§ **WRITTEN INSTRUCTION**:
Rewrite all of the material with every "Result" switched to "Output", leaving everything else the same and omitting the pictures.

START

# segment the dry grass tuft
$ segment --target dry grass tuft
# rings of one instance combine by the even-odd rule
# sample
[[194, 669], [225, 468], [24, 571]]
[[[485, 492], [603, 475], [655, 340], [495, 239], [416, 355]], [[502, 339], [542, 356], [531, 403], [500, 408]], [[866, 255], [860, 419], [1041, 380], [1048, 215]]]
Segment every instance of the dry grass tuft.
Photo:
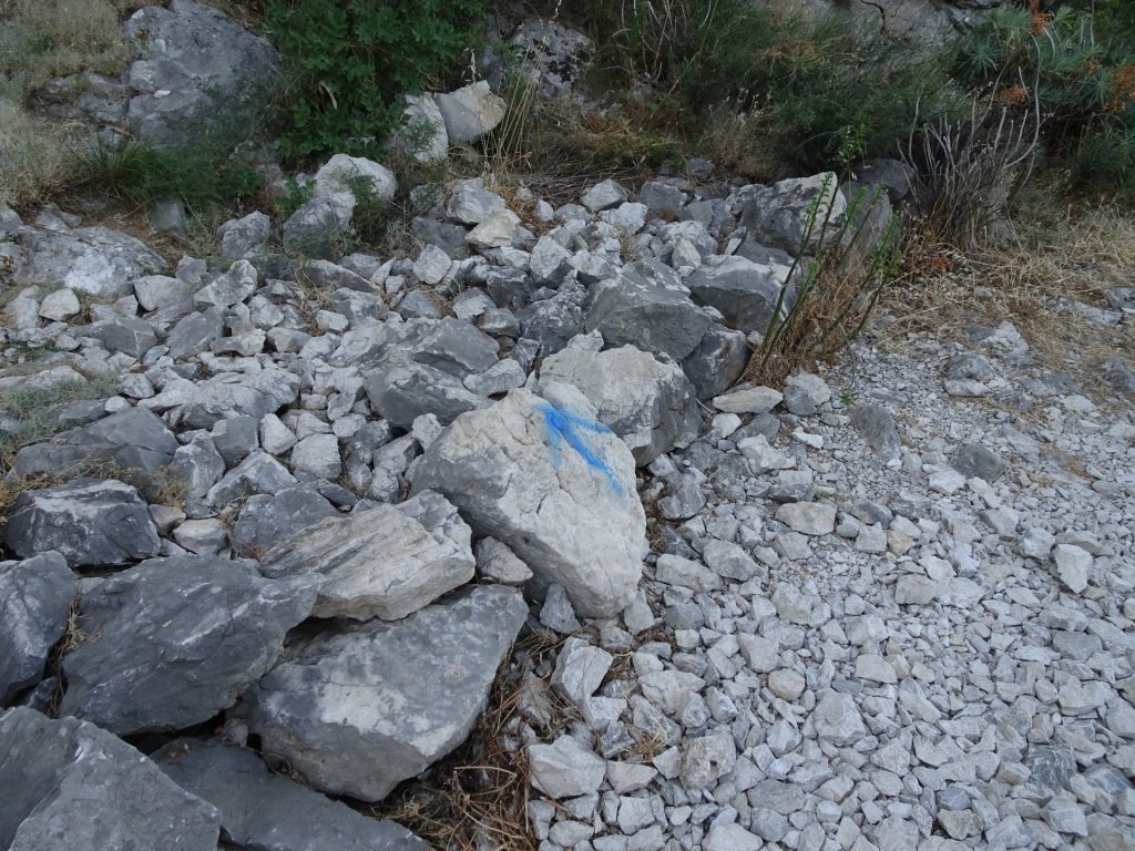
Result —
[[[529, 658], [538, 665], [562, 643], [552, 633], [524, 635], [498, 672], [488, 708], [469, 740], [424, 778], [404, 783], [380, 804], [362, 811], [397, 821], [445, 851], [535, 851], [538, 842], [528, 821], [528, 762], [516, 735], [532, 717], [523, 714], [522, 666], [512, 659]], [[560, 702], [550, 709], [540, 731], [546, 738], [565, 726], [571, 711]]]
[[1008, 320], [1040, 364], [1070, 372], [1103, 391], [1099, 363], [1135, 353], [1135, 330], [1094, 322], [1058, 303], [1108, 309], [1103, 292], [1135, 278], [1135, 220], [1123, 210], [1053, 203], [1044, 188], [1022, 199], [1015, 239], [969, 253], [925, 244], [920, 268], [909, 270], [884, 298], [894, 317], [884, 345], [901, 349], [908, 334], [968, 340], [974, 326]]

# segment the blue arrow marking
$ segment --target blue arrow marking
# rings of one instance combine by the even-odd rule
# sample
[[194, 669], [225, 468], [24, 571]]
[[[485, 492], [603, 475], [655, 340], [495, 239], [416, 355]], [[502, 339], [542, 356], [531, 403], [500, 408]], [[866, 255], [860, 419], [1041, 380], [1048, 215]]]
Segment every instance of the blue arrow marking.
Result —
[[556, 469], [563, 463], [563, 458], [560, 455], [560, 445], [566, 443], [579, 453], [579, 456], [587, 462], [588, 466], [592, 470], [598, 470], [606, 477], [612, 490], [622, 495], [623, 486], [620, 483], [614, 471], [607, 466], [607, 462], [599, 457], [595, 449], [588, 446], [580, 433], [580, 431], [590, 431], [596, 435], [612, 435], [614, 432], [602, 422], [585, 420], [582, 416], [561, 411], [553, 405], [540, 405], [539, 410], [544, 414], [544, 427], [548, 432], [552, 463]]

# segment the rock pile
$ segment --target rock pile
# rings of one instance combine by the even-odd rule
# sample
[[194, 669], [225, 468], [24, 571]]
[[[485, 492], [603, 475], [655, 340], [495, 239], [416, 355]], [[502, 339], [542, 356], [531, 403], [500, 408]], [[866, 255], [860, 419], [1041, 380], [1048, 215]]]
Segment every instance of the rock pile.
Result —
[[[495, 110], [407, 108], [449, 142]], [[524, 219], [464, 182], [417, 256], [281, 253], [353, 177], [393, 192], [333, 158], [173, 268], [5, 212], [0, 345], [42, 356], [0, 391], [117, 393], [14, 460], [0, 848], [424, 848], [326, 795], [451, 753], [502, 666], [547, 851], [1135, 844], [1123, 380], [1096, 407], [1006, 323], [859, 346], [861, 399], [738, 385], [830, 176]]]

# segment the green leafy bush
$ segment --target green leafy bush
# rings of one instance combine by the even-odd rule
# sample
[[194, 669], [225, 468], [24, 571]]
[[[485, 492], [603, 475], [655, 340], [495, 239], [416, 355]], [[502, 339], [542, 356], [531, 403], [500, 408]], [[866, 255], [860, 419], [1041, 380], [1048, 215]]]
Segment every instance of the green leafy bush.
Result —
[[894, 155], [918, 108], [950, 101], [940, 62], [844, 20], [781, 19], [746, 0], [600, 0], [581, 22], [607, 34], [608, 79], [621, 68], [673, 93], [703, 130], [723, 104], [756, 116], [740, 126], [792, 169]]
[[135, 203], [177, 199], [192, 210], [229, 208], [250, 200], [263, 180], [252, 161], [227, 144], [160, 148], [131, 140], [95, 143], [79, 158], [79, 179]]
[[1037, 109], [1051, 152], [1081, 185], [1135, 185], [1135, 14], [1006, 8], [961, 40], [953, 70], [991, 100]]
[[397, 96], [462, 67], [484, 0], [266, 0], [264, 28], [292, 75], [280, 150], [373, 155]]

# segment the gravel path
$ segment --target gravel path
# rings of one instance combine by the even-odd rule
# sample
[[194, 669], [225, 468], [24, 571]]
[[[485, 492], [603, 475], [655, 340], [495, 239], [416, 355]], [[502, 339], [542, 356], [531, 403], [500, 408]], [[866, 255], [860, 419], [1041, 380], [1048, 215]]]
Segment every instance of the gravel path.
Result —
[[[646, 740], [659, 776], [531, 804], [541, 846], [1135, 848], [1135, 420], [986, 335], [857, 345], [651, 465], [672, 641], [597, 698], [569, 642], [553, 682], [577, 735], [616, 761]], [[530, 756], [538, 784], [580, 767]]]

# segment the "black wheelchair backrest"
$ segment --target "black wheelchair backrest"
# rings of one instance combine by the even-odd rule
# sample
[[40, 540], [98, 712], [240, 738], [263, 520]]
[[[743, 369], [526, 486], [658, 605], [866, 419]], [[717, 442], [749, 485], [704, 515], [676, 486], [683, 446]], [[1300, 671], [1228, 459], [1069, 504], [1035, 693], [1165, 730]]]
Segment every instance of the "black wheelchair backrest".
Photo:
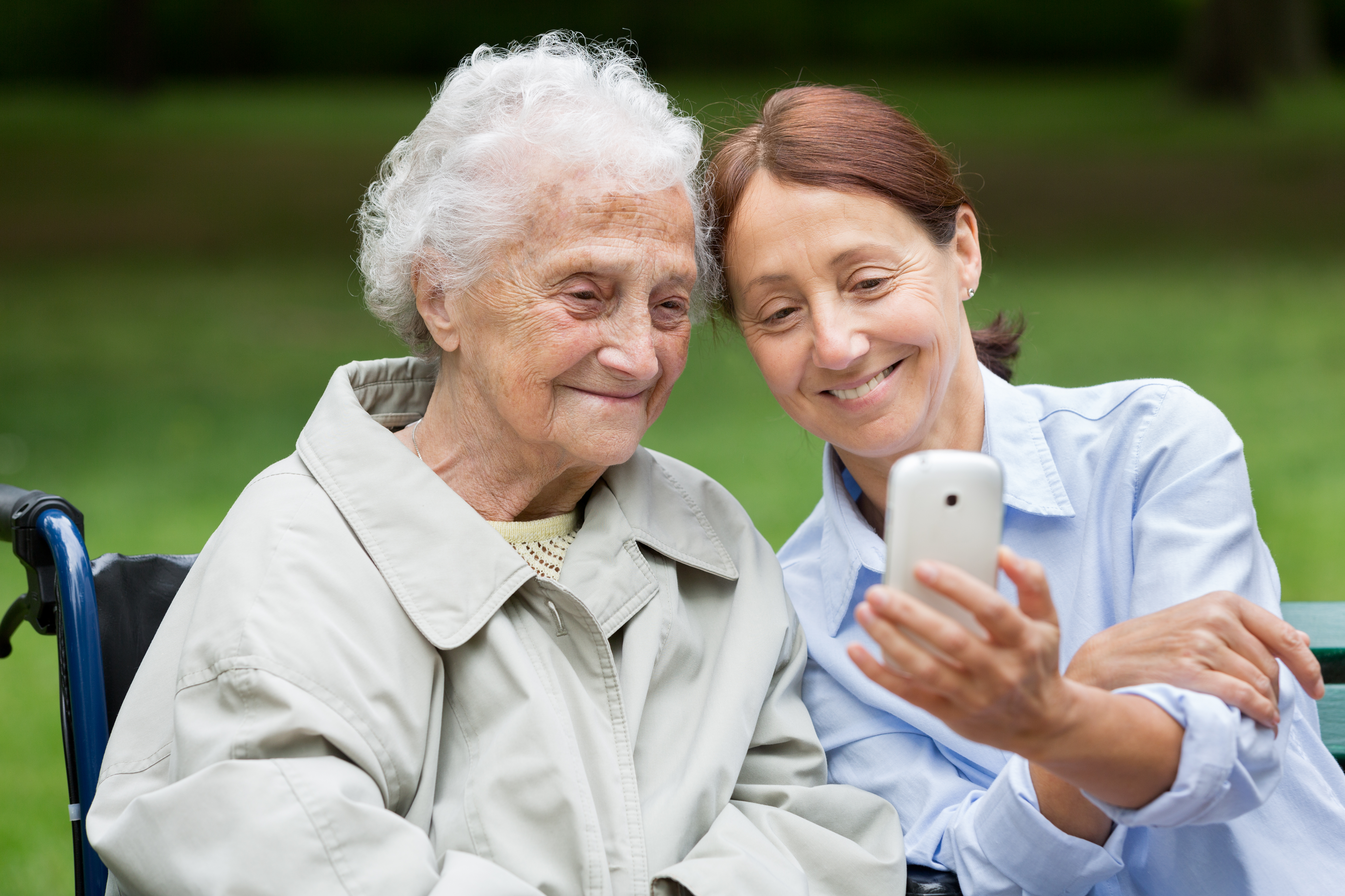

END

§ **FULL RESPONSE**:
# segment the dry grass tuft
$ segment --target dry grass tuft
# rings of one instance combine by the even-odd rule
# sample
[[194, 669], [225, 468], [24, 571]]
[[[485, 492], [603, 475], [655, 340], [495, 239], [416, 355]], [[502, 339], [542, 356], [531, 403], [500, 408]], [[866, 255], [860, 419], [1041, 380], [1048, 215]]]
Segment every instance of the dry grass tuft.
Photo:
Output —
[[[529, 658], [538, 665], [562, 643], [552, 633], [524, 635], [498, 672], [488, 708], [469, 740], [424, 778], [404, 783], [380, 804], [362, 811], [397, 821], [445, 851], [535, 851], [538, 842], [528, 821], [528, 762], [516, 735], [532, 717], [523, 714], [522, 666], [512, 659]], [[560, 702], [550, 709], [540, 731], [546, 738], [565, 726], [571, 711]]]
[[1008, 320], [1040, 364], [1070, 372], [1103, 391], [1099, 363], [1135, 353], [1135, 330], [1094, 322], [1058, 303], [1108, 309], [1103, 292], [1135, 278], [1135, 220], [1123, 210], [1053, 203], [1044, 188], [1022, 199], [1015, 239], [969, 253], [925, 244], [920, 268], [909, 270], [884, 298], [894, 317], [884, 345], [901, 349], [908, 334], [968, 340], [974, 326]]

# segment the blue arrow marking
$ segment --target blue arrow marking
# rings of one instance combine by the even-odd rule
# sample
[[194, 669], [225, 468], [24, 571]]
[[[485, 492], [603, 475], [655, 340], [495, 239], [416, 355]], [[502, 339], [542, 356], [531, 403], [500, 408]], [[866, 255], [860, 419], [1041, 380], [1048, 215]]]
Segment every instance of the blue arrow marking.
Output —
[[556, 469], [563, 463], [563, 458], [560, 455], [560, 445], [566, 443], [579, 453], [579, 456], [587, 462], [588, 466], [592, 470], [598, 470], [606, 477], [612, 490], [622, 495], [623, 486], [620, 483], [614, 471], [607, 466], [607, 462], [599, 457], [595, 449], [588, 446], [580, 433], [580, 431], [590, 431], [596, 435], [612, 435], [614, 432], [602, 422], [585, 420], [582, 416], [561, 411], [553, 405], [540, 405], [539, 410], [544, 414], [544, 427], [548, 432], [552, 463]]

# segment the rock pile
$ segment --target rock pile
# rings of one instance combine by the even-odd rule
# sample
[[194, 669], [225, 468], [24, 571]]
[[[485, 492], [603, 475], [655, 340], [495, 239], [416, 355]], [[502, 339], [542, 356], [531, 403], [500, 408]], [[866, 255], [860, 419], [1041, 380], [1048, 215]]]
Segment every instance of the rock pile.
Output —
[[[495, 110], [407, 108], [449, 142]], [[524, 219], [464, 182], [417, 256], [281, 253], [353, 177], [393, 192], [333, 158], [173, 268], [5, 212], [0, 345], [42, 356], [0, 391], [117, 393], [14, 460], [0, 848], [424, 848], [326, 795], [451, 753], [502, 666], [547, 851], [1135, 844], [1123, 380], [1096, 407], [1006, 323], [859, 346], [861, 399], [738, 385], [830, 176]]]

# segment the green leafy bush
$ segment --target green leafy bush
# rings of one instance combine by the even-odd rule
# sample
[[194, 669], [225, 468], [24, 571]]
[[[485, 492], [603, 475], [655, 340], [495, 239], [416, 355]], [[502, 339], [542, 356], [531, 403], [500, 408]], [[866, 255], [860, 419], [1041, 380], [1048, 215]]]
Segment every instance of the green leafy bush.
Output —
[[894, 155], [918, 108], [950, 101], [940, 62], [844, 20], [781, 19], [746, 0], [600, 0], [581, 22], [607, 34], [608, 79], [621, 68], [673, 93], [703, 130], [723, 104], [756, 116], [740, 126], [792, 169]]
[[135, 203], [177, 199], [192, 210], [229, 208], [250, 200], [263, 180], [252, 161], [227, 144], [160, 148], [131, 140], [95, 143], [79, 158], [79, 179]]
[[1037, 109], [1051, 152], [1081, 185], [1135, 185], [1135, 14], [1006, 8], [961, 40], [953, 70], [991, 100]]
[[397, 96], [462, 67], [484, 0], [266, 0], [264, 28], [292, 75], [280, 150], [373, 155]]

# segment the gravel path
$ segment --target gravel path
# rings of one instance combine by the even-odd rule
# sample
[[194, 669], [225, 468], [24, 571]]
[[[485, 492], [603, 475], [655, 340], [495, 239], [416, 355]], [[502, 339], [542, 356], [531, 403], [500, 408]], [[866, 255], [860, 419], [1041, 380], [1048, 215]]]
Segment every instance of the gravel path.
Output —
[[[646, 740], [659, 776], [531, 804], [541, 846], [1135, 848], [1135, 420], [986, 335], [857, 345], [651, 465], [672, 641], [597, 698], [569, 642], [553, 682], [577, 735], [616, 761]], [[530, 756], [538, 784], [580, 767]]]

# segment the "black wheelchair backrest"
$ segment --target "black wheelchair backrest"
# rings of one instance combine by the even-odd rule
# sample
[[40, 540], [98, 712], [240, 738], [263, 520]]
[[[743, 369], [526, 486], [658, 605], [866, 419]], [[717, 442], [749, 485], [704, 515], [676, 486], [683, 446]], [[1300, 671], [1228, 459], [1069, 504], [1035, 693], [1165, 730]]]
Segment every instance of the "black wheelchair backrest".
Photo:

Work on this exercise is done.